• EXCERPTED TEXT:
··········

Why I recommended acupuncture for a patient whom doctors could not help.
Why doctors prescribe medicines: Big Pharma, big mamma, bad sicknesses;
My Debendox daughter.
In writing on these matters I expect to relieve myself of strong feeling, long pent. And after all that I will scarcely have responded to my correspondent’s weighty concerns.
One final vignette before I let you go. In 1972 I joined a rural practice where I worked happily for almost thirty years. Around that time I met a squat jolly man and his slim jolly wife. The couple had three small daughters and I became their family doctor. They were a devout family, members of a small local congregation of a church which is possibly the most widely respected by the secular majority in this country. They wore their piety tactfully – neither crucifix nor yarmulke nor hijab declared publicly their private faith.
From time to time Mother brought the little girls, slim, elfin presences with smiles that sweetened my day. They’d sit on my knee while I discussed their condition their mum. In time they grew up and left their small home town. One of the three, whom I’ll call Sarah, returned and introduced me to her fiancé, a member of Sarah’s church. The two had decided on a career as ministers to the youth in the service of their church. Soon they would marry and take positions in a distant city interstate.
When I saw Sarah next seven years had passed. Her father had died of complications of orthopoedic surgery. Her face shone with grief and pride as she introduced her batch of three small children to me. Slim like Sarah, all with biblical names, they played at our feet as we spoke of their grandfather, that squat jolly man, and of his passing. Sarah and her husband petitioned the church for a posting in Melbourne to be nearer the family.

··········

• WORK REQUEST A: Using the family doctor's account above, answer yes or no for each statement and quote the words from the account that settle it. (i) The doctor joined the rural practice in 1972. (ii) Sarah had two small children when she visited after seven years. (iii) Sarah and her fiancé had chosen careers as ministers to young people in their church.
• WORK REQUEST B: Write the next few paragraphs of the family doctor's account, continuing from its final sentence.

··········

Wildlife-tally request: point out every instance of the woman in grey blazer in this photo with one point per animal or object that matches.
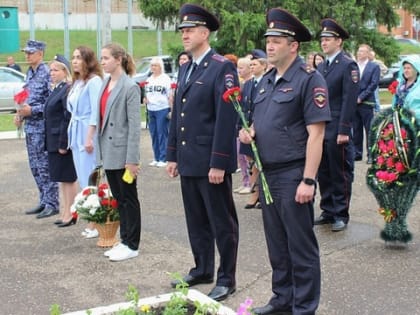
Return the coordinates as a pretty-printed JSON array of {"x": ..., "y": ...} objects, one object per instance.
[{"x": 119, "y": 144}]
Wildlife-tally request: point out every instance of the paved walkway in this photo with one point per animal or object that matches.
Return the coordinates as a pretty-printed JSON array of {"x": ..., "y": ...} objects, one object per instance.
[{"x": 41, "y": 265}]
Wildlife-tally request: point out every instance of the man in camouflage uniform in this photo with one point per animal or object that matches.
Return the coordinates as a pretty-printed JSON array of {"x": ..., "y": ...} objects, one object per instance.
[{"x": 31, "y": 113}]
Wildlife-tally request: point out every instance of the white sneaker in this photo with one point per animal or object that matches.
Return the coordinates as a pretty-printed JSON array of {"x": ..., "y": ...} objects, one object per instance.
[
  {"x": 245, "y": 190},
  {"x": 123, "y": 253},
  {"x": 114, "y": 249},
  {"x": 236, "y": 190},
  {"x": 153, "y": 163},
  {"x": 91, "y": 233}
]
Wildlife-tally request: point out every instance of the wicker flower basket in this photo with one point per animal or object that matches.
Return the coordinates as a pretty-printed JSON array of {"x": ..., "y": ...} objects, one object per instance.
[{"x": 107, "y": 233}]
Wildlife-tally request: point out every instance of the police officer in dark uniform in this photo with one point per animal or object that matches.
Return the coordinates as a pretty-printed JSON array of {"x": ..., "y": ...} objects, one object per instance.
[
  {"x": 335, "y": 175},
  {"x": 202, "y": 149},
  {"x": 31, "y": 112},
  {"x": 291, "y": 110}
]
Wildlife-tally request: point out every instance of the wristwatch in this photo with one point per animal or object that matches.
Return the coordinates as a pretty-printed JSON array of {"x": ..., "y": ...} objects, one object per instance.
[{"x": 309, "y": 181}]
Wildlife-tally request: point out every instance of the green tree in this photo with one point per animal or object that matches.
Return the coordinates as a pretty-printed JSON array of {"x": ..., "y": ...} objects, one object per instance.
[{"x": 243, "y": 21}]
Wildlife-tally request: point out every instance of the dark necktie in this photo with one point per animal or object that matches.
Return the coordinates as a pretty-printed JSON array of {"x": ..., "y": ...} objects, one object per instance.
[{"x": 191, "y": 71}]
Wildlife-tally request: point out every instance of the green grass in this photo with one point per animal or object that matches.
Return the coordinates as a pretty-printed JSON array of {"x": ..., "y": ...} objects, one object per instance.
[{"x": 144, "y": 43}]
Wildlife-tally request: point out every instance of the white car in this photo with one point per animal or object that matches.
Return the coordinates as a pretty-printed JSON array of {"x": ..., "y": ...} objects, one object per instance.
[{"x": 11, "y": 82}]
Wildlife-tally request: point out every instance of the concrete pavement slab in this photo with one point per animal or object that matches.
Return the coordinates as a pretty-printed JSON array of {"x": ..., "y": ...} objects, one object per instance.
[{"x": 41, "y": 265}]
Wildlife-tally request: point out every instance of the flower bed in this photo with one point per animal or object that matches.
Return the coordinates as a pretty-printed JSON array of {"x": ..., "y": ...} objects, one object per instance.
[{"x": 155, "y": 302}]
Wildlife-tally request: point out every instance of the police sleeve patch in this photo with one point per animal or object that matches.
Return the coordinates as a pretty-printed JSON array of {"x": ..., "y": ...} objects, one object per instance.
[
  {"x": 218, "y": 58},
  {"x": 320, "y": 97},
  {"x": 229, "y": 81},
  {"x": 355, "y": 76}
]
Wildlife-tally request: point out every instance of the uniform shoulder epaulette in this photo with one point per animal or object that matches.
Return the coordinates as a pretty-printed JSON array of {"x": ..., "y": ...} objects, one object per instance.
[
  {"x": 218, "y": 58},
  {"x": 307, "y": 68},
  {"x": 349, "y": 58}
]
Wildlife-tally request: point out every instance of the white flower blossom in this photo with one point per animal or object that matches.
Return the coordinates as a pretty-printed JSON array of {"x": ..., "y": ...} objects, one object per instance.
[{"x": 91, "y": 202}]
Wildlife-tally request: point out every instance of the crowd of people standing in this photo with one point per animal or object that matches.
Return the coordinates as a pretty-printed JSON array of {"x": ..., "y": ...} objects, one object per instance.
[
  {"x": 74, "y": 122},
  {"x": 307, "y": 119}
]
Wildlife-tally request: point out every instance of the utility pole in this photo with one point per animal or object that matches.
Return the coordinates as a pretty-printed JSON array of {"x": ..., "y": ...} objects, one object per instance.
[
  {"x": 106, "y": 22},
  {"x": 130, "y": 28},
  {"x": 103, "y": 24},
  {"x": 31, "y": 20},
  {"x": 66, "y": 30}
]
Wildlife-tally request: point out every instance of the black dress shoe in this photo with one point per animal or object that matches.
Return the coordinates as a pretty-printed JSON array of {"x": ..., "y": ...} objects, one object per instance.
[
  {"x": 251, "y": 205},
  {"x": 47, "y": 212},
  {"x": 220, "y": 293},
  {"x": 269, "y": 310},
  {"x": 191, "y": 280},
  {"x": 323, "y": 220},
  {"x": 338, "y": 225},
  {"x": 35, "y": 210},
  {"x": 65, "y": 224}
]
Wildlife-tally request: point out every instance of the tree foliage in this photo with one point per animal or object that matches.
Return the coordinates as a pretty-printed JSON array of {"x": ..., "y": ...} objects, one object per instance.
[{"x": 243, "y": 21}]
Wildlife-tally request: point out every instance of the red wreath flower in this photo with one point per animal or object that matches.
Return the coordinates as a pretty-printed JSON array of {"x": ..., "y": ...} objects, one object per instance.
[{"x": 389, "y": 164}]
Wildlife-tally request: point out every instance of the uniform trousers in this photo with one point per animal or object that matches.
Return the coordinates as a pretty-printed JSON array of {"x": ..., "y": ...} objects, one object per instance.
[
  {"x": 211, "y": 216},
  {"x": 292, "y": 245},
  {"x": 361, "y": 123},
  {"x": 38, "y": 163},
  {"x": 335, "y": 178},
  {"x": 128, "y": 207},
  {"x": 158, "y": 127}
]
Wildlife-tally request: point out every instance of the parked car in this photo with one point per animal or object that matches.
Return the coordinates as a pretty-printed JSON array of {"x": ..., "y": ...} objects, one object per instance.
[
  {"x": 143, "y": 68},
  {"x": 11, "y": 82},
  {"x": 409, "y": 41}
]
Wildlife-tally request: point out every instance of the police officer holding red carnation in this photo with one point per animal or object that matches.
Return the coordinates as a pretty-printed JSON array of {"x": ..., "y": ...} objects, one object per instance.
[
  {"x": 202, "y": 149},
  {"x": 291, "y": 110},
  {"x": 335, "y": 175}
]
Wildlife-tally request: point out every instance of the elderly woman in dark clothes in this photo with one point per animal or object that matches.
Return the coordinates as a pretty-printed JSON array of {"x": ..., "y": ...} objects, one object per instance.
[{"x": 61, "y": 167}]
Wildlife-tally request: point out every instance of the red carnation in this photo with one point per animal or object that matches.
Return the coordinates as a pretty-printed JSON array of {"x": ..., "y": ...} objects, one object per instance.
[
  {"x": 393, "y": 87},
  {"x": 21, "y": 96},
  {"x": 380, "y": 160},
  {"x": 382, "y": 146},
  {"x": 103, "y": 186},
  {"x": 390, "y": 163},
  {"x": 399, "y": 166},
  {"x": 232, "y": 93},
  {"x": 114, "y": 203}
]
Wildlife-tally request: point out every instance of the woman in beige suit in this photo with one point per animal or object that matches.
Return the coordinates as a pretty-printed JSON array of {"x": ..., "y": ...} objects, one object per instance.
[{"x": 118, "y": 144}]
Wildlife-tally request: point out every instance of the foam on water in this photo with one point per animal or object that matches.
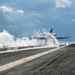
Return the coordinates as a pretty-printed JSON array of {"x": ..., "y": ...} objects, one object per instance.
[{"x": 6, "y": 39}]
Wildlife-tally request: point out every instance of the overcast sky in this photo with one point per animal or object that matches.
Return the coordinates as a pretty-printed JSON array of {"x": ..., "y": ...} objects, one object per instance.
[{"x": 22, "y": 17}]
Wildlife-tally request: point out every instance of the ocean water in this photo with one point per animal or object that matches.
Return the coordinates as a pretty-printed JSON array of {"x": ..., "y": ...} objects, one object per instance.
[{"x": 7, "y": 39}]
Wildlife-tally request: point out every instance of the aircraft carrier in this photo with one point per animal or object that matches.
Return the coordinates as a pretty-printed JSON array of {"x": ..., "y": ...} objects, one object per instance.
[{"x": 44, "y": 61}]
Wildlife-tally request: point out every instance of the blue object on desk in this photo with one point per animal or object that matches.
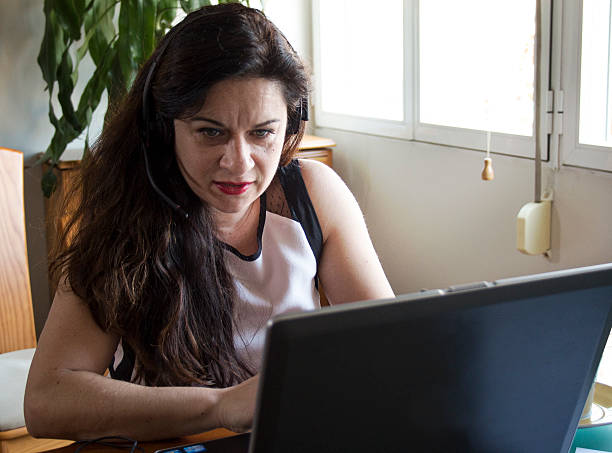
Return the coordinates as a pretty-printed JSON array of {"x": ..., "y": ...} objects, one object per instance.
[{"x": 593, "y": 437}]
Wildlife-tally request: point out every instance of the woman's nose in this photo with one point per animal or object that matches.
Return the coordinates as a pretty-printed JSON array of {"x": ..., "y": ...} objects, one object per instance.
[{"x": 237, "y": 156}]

··········

• EXERCISE OUTPUT A:
(i) Yes: "In 1972 I joined a rural practice"
(ii) No: "introduced her batch of three small children to me"
(iii) Yes: "The two had decided on a career as ministers to the youth in the service of their church."

• EXERCISE OUTPUT B:
They settled in an outer suburb on the far side of town and I saw nothing of them for about three years, when Sarah turned up in my waiting room. Delighted and surprised I listened as Sarah told me of the strange and slow development of her second child, a boy. ‘Jeremiah might have autism.’ We talked. I told Sarah I was no expert in that condition. She seemed to know that already. She wasn’t after diagnosis, but counsel and for that it was to her old family doctor she turned.
Years passed. Once again I was delighted one day to discover Sarah in my waiting room. She was the final patient of my morning. By chance I had no more patients to see for the next hour and a half.
‘Hello, Sarah. What brings you here?’
‘Howard, this morning in the shower I found a lump in my left breast.’
‘Does it hurt?’
‘Do you have chills, a fever?’
‘No, it’s not mastitis. I weaned Benjamin a year ago.’
I examined Sarah’s left breast. Her slim body habitus made the lump easy to find. It was a hard lump, a little larger than an almond. I felt the opposite breast: normal. I probed her axillae. There, in the left armpit I felt a second lump, also hard. I tried to hide the dread I felt.
Sally looked up at me, searching my face: ‘Can you feel the lump?’
‘Yes. It’s a worry. Please get dressed and we’ll talk.’
We talked for an hour. We talked of the probable cancer, of its possible spread, of treatments, of specialists – who, where, when? Sarah asked, ‘Do think I’ll be cured, Howard?’ I did not think she would. I said the signs were worrying and I feared the worst. Sarah looked down and rummaged in her handbag for her hanky. She sat quietly, tears rolling down her cheeks. She dabbed her eyes and cried some more. The hanky was a sodden ball in her hand. She blew her nose and said, ‘I’m not frightened for myself. The children… they’re so young.’ Fresh tears followed.
At length it was time to finish. I stood up. On blind instinct, driven I suppose by hard feeling, I said, ‘Sarah, stand up.’
She did so. I stepped forward, took her in my arms and hugged her. She hugged me back, hard. I dropped my arms but she hugged on. And on. At length she released me. She took a deep breath, found a small smile and said, ‘That’s what I crossed Melbourne for, Howard.’
I never saw Sarah again. Her surgeons wrote to me from time to time. Eight years after her doctor took her in his arms and breached medical ethics, Sarah died.